| Задание 1 |
Ответьте на вопросы по тексту о Роальде Мандельштаме, помечая ответы теми же буквами.
(a) В каком году родился Роальд Мандельштам?
(b) Кто был его отцом и с какой целью он приехал в советскую Россию?
(c) Что Мандельштам и два его друга-художника закричали в 1953 году, узнав о смерти Сталина?
| Задание 2 |
Верны ли утверждения по тексту о Роальде Мандельштаме? На каждое ответьте «да» или «нет» под той же буквой и приведите точную цитату, которая это решает.
(a) Отца Роальда Мандельштама арестовали в 1937 году.
(b) Слова «разлад мечты и существенности» взяты из гоголевской «Шинели».
(c) В детстве Мандельштам пережил блокаду.
| Задание 3 |
Объясните в одном–трех предложениях, почему, согласно тексту о Роальде Мандельштаме, он вряд ли дожил бы до наших дней.

| Текст для чтения |
________________________
Роальд Мандельштам (Никита Елисеев о Роальде Мандельштаме)

Неуместный Мандельштам

В поэзию Роальда Мандельштама нераздельно и неслиянно вмяты грубость и нежность насмешка и восхищение. Доживи он до наших дней, к нему, однофамильцу великого поэта, обращались бы с неожиданной эксцентричностью: Роальд Чарльзович. Иное дело — мог бы Мандельштам, родившийся в 1932 году, дожить до наших дней? При таком собой-небрежении не выдержал бы и куда более сильный организм. А тут — костыли, астма, костный туберкулез, блокада в детстве, морфий в юности. Отец — американский социалист Чарльз Горовиц приехал в советскую Россию строить счастливое свободное братское общество, где не будет ни господ, ни рабов. Вечная тщета человеческих стремлений, «разлад мечты и существенности», как писал Гоголь в «Невском проспекте». Приехал строить счастливое общество, а построил «социум власти», в котором его самого арестовали в 1937 году, сына тягали на превентивные допросы чуть ли не до смерти; впрочем, сын платил столпам этого общества той же «любовью». В 1953 году при одном только известии о смерти Сталина Роальд Чарльзович с двумя друзьями-художниками радостно заорал: «Гуталинщик — сдох!»
________________________
| Выдержка из данных |
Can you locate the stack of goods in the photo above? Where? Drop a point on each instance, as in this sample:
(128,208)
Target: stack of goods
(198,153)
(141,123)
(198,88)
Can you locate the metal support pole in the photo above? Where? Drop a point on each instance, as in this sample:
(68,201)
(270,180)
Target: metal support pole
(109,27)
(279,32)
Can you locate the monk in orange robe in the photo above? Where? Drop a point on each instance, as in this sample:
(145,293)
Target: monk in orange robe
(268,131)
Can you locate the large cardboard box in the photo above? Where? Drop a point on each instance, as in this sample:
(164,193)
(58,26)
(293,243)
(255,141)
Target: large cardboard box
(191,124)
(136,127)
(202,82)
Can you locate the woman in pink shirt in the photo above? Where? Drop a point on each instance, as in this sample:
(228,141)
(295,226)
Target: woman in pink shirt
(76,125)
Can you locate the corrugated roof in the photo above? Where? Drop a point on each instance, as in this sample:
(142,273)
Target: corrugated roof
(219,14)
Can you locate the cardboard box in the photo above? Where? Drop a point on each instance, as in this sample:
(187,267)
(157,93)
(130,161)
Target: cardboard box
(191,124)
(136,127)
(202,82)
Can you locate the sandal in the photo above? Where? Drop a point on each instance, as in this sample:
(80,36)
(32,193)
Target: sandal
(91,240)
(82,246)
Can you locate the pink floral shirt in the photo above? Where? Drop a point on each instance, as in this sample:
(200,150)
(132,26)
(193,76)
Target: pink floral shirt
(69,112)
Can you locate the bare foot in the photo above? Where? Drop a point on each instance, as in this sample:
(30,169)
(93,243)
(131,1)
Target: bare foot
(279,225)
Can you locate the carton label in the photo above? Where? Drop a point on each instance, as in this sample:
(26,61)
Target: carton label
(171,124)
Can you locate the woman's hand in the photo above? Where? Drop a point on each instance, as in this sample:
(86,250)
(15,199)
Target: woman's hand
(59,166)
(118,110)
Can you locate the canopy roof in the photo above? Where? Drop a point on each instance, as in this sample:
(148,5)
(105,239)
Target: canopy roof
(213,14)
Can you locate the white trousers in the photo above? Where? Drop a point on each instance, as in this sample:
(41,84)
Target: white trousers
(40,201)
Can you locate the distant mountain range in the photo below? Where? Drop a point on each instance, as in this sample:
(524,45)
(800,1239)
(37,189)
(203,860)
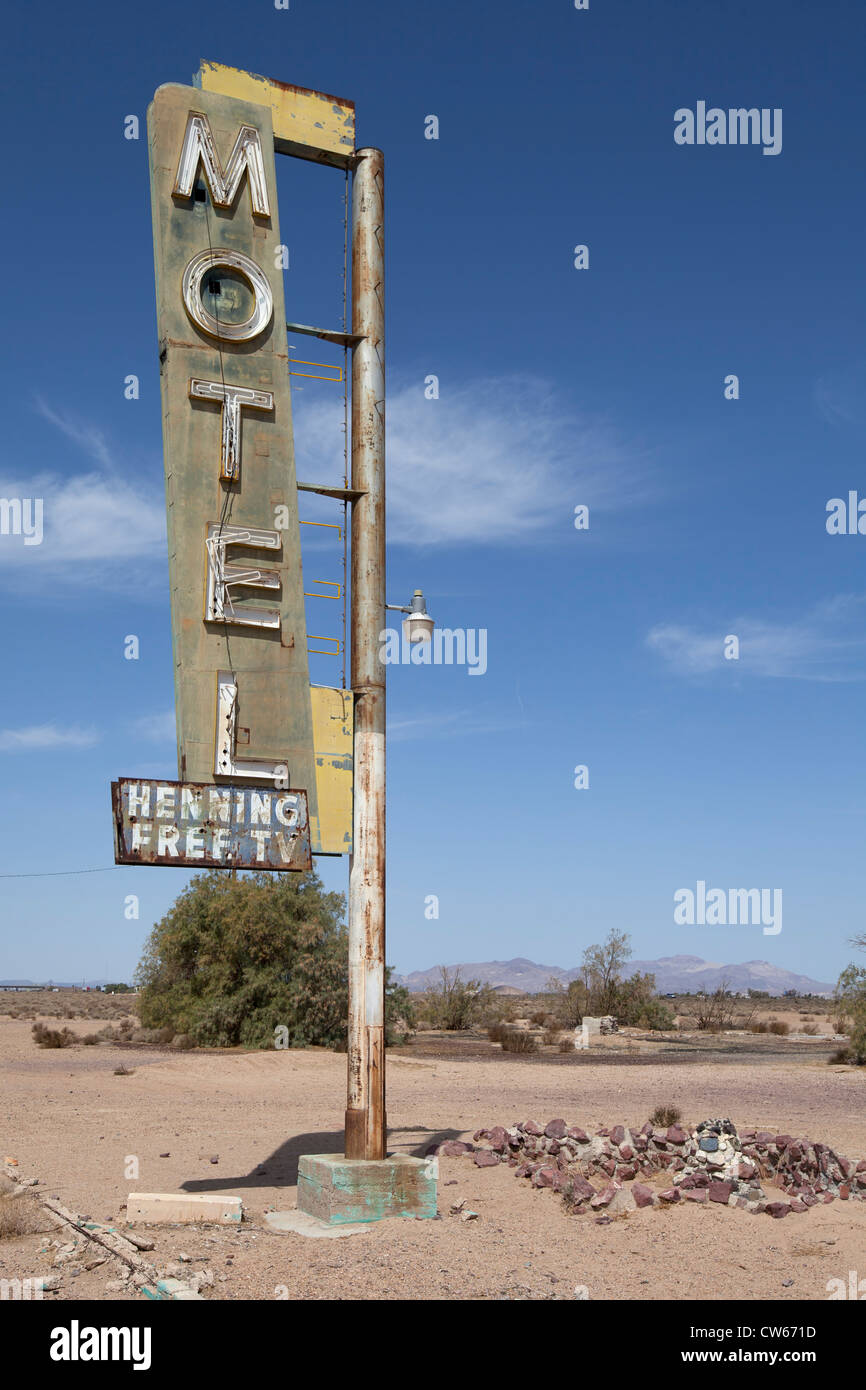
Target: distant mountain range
(679,975)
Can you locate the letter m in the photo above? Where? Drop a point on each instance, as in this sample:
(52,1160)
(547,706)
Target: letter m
(741,123)
(744,906)
(199,149)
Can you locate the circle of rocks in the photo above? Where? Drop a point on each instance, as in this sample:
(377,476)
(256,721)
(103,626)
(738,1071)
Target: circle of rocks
(709,1164)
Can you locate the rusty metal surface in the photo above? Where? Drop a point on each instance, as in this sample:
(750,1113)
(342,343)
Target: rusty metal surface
(366,1091)
(200,826)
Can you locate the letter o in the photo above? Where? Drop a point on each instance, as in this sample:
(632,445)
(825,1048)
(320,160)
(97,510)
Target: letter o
(255,277)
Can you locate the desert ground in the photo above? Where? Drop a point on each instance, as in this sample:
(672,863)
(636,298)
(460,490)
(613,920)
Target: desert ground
(72,1123)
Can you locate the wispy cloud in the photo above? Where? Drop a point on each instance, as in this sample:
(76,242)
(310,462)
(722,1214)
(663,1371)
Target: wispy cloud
(88,520)
(39,737)
(156,729)
(88,437)
(96,526)
(826,644)
(451,724)
(489,462)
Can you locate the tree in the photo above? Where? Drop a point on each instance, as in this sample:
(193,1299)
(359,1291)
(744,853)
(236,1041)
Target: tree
(851,1002)
(235,959)
(602,968)
(458,1004)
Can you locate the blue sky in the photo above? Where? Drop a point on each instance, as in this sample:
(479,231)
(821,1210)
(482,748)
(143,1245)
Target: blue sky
(556,387)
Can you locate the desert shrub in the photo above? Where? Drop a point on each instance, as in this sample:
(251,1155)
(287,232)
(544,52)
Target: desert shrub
(666,1115)
(401,1014)
(237,958)
(47,1037)
(519,1041)
(456,1004)
(655,1015)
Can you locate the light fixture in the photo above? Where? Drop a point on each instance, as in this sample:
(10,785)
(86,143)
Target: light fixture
(419,624)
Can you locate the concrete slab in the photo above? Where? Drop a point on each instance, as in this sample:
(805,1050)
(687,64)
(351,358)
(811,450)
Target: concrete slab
(356,1190)
(300,1223)
(180,1207)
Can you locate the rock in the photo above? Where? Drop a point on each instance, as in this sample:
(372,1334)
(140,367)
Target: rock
(605,1197)
(777,1209)
(545,1178)
(556,1129)
(623,1201)
(581,1189)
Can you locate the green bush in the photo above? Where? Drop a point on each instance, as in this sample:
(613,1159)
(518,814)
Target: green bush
(666,1115)
(516,1040)
(235,959)
(655,1015)
(53,1037)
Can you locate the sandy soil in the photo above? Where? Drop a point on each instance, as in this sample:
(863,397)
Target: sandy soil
(74,1125)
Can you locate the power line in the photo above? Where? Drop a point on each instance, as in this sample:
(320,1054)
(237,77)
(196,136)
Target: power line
(56,873)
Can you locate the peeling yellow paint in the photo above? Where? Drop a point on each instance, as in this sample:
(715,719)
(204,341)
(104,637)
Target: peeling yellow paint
(313,125)
(332,736)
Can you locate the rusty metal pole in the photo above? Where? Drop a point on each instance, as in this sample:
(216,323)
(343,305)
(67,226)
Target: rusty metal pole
(366,1129)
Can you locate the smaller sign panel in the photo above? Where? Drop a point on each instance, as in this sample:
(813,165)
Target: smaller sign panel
(198,826)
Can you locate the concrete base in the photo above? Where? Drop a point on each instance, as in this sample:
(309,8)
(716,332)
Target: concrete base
(338,1190)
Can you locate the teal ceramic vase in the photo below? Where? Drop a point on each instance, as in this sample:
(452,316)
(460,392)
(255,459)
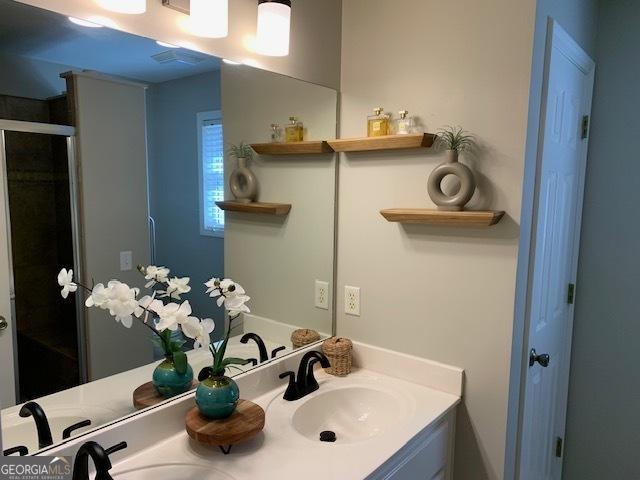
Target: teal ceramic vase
(168,382)
(217,397)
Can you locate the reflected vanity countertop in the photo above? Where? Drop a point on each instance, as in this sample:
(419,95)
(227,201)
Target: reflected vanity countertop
(374,413)
(104,400)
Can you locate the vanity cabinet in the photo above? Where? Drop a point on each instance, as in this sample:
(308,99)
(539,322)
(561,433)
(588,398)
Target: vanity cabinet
(427,456)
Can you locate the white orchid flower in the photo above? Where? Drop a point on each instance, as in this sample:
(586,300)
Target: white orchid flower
(199,331)
(65,280)
(122,302)
(172,315)
(99,297)
(176,287)
(148,304)
(156,275)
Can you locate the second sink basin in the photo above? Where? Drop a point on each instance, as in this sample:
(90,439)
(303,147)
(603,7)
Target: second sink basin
(354,413)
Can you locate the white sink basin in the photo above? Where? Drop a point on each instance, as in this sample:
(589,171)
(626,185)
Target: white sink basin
(354,414)
(173,471)
(22,431)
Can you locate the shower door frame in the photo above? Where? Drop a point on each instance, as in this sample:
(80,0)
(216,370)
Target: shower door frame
(76,234)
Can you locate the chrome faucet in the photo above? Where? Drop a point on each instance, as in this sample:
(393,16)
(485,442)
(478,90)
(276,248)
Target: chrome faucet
(100,458)
(306,381)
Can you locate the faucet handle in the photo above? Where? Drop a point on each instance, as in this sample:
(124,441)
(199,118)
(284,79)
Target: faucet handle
(66,433)
(21,450)
(292,392)
(275,351)
(116,448)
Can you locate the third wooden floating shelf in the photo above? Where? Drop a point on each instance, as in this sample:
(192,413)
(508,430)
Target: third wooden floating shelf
(255,207)
(465,218)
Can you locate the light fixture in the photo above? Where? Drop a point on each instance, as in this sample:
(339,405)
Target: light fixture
(274,24)
(209,18)
(167,45)
(124,6)
(84,23)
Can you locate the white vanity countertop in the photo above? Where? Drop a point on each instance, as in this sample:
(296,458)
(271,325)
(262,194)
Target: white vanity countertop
(281,453)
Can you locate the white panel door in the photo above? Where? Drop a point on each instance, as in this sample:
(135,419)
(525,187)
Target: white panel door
(7,377)
(567,95)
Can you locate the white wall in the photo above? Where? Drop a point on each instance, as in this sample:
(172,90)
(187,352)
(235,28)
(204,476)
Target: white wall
(602,425)
(278,259)
(441,293)
(31,78)
(579,19)
(111,140)
(315,33)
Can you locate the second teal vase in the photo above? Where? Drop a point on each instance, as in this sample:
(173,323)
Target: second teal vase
(217,397)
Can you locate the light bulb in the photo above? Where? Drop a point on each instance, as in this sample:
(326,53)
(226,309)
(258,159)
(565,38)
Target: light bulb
(209,18)
(274,25)
(124,6)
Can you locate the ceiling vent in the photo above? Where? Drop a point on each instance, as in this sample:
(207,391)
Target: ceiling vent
(172,56)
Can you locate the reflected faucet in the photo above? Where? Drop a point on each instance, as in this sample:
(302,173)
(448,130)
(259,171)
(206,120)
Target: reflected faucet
(32,409)
(306,381)
(100,458)
(264,356)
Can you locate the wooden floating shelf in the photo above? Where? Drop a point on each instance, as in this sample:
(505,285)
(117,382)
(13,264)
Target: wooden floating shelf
(293,148)
(441,217)
(388,142)
(255,207)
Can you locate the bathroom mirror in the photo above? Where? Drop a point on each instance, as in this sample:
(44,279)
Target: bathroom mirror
(114,154)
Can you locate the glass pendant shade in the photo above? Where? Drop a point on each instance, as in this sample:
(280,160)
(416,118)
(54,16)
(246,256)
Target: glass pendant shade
(209,18)
(274,25)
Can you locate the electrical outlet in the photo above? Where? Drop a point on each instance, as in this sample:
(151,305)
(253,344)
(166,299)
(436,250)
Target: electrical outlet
(126,261)
(352,300)
(322,295)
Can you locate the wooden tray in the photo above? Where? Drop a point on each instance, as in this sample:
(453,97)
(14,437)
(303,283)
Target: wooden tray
(243,424)
(146,395)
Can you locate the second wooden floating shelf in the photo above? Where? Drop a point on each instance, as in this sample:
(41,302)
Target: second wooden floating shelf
(255,207)
(387,142)
(466,218)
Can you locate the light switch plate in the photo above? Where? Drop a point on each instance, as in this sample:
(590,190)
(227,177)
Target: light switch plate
(352,300)
(322,295)
(126,261)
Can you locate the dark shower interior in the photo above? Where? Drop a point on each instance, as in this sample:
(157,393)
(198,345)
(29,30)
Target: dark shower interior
(41,239)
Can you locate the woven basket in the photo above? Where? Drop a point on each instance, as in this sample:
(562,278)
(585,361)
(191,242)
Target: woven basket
(339,352)
(304,336)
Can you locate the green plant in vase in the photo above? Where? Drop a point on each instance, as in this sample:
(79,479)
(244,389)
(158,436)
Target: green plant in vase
(217,395)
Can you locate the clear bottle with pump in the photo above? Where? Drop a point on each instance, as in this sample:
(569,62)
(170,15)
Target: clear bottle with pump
(378,123)
(276,133)
(405,124)
(294,131)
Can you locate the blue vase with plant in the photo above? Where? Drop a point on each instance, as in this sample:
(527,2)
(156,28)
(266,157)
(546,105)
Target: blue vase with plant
(217,395)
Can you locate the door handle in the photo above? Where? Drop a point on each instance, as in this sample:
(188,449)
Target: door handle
(542,359)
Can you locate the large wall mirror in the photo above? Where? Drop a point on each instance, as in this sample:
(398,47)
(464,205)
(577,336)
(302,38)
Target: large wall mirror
(114,153)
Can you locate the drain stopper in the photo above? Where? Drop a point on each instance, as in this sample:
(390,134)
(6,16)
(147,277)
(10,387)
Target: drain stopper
(327,436)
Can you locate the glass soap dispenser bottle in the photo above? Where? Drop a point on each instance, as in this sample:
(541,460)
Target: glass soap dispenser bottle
(294,131)
(405,124)
(276,133)
(378,123)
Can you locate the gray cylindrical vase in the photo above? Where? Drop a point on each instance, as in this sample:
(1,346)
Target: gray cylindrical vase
(243,183)
(451,166)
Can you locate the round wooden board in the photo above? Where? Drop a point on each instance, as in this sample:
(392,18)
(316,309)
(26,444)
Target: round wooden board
(243,424)
(146,395)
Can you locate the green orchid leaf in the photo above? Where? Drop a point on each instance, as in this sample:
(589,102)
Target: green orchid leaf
(180,362)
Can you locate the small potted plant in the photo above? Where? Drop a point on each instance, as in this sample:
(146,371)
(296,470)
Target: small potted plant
(217,395)
(453,140)
(243,183)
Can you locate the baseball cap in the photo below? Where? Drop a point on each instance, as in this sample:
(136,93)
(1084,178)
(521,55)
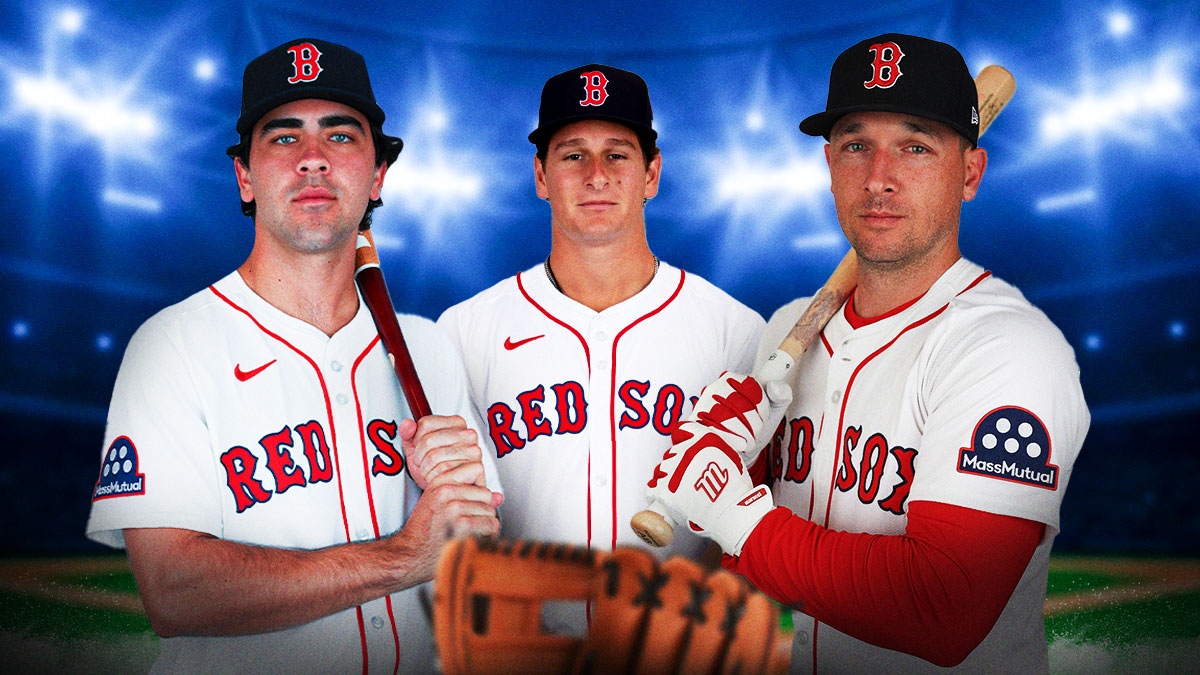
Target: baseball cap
(306,69)
(901,73)
(595,93)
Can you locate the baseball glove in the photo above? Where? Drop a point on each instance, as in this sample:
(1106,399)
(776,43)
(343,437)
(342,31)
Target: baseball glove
(646,616)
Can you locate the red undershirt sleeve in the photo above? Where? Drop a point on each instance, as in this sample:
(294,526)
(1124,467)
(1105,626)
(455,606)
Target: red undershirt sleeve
(934,592)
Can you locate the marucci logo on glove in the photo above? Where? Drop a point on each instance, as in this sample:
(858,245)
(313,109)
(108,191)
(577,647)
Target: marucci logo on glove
(713,481)
(754,496)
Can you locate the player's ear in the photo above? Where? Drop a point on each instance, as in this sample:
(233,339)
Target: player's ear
(653,171)
(976,163)
(244,185)
(377,181)
(539,178)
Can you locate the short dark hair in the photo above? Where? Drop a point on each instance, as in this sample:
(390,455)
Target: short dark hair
(387,149)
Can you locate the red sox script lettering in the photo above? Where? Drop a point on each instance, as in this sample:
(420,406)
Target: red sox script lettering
(304,63)
(511,425)
(279,454)
(886,66)
(863,466)
(595,90)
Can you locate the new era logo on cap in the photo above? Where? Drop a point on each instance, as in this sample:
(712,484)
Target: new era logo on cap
(595,91)
(900,73)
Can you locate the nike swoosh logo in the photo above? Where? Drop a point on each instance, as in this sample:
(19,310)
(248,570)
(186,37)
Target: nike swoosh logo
(510,345)
(244,375)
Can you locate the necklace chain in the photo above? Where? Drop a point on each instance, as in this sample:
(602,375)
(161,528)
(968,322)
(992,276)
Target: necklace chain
(550,274)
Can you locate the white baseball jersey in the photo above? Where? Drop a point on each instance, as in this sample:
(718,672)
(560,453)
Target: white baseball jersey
(967,396)
(580,405)
(232,418)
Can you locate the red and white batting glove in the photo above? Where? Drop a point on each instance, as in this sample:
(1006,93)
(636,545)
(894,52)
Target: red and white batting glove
(756,406)
(702,479)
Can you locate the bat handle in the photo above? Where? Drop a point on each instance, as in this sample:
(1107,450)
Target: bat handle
(654,525)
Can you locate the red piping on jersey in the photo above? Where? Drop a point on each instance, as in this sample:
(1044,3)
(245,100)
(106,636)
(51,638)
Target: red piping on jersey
(587,358)
(612,398)
(845,398)
(333,434)
(366,481)
(845,394)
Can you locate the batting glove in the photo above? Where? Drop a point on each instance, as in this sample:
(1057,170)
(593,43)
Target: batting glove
(754,406)
(702,478)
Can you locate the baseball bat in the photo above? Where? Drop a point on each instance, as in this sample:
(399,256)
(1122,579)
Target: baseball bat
(995,87)
(369,276)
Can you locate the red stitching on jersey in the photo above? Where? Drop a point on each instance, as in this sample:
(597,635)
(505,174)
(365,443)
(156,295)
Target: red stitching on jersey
(612,395)
(587,358)
(845,398)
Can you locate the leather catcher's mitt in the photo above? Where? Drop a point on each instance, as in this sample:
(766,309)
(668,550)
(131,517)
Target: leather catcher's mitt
(646,616)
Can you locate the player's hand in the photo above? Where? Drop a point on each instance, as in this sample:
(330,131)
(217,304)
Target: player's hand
(442,449)
(701,481)
(444,512)
(741,404)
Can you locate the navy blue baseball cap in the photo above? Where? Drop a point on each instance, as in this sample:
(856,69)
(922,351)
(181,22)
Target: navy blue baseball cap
(595,93)
(901,73)
(306,69)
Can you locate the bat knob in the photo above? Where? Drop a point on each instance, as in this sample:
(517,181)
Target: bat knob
(653,526)
(777,366)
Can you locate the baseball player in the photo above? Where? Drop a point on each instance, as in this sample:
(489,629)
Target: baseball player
(258,441)
(581,365)
(931,429)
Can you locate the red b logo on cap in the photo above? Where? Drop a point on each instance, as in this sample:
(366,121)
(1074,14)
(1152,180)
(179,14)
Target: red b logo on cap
(304,61)
(594,88)
(886,66)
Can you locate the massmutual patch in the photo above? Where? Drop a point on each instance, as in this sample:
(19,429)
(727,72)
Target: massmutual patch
(1011,444)
(119,475)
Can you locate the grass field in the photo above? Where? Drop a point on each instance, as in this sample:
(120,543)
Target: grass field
(1103,615)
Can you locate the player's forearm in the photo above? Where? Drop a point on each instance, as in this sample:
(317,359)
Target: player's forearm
(193,584)
(935,592)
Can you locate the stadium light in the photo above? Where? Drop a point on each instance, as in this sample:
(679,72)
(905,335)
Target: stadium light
(1117,111)
(103,117)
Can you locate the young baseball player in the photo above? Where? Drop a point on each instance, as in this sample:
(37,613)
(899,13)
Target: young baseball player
(917,476)
(583,364)
(258,440)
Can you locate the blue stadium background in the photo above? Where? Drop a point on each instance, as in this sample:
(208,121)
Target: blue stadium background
(114,118)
________________________
| Ответ 1 |
(a) В 1932 году.
(b) Его отцом был американский социалист Чарльз Горовиц. Он приехал строить счастливое свободное братское общество, где не будет ни господ, ни рабов.
(c) «Гуталинщик — сдох!»

| Ответ 2 |
(a) Да: «в котором его самого арестовали в 1937 году».
(b) Нет: «как писал Гоголь в „Невском проспекте“».
(c) Да: «блокада в детстве».

| Ответ 3 |
В тексте сказано, что при таком пренебрежении к себе не выдержал бы и куда более сильный организм. А у Мандельштама были костыли, астма, костный туберкулез, блокада в детстве и морфий в юности.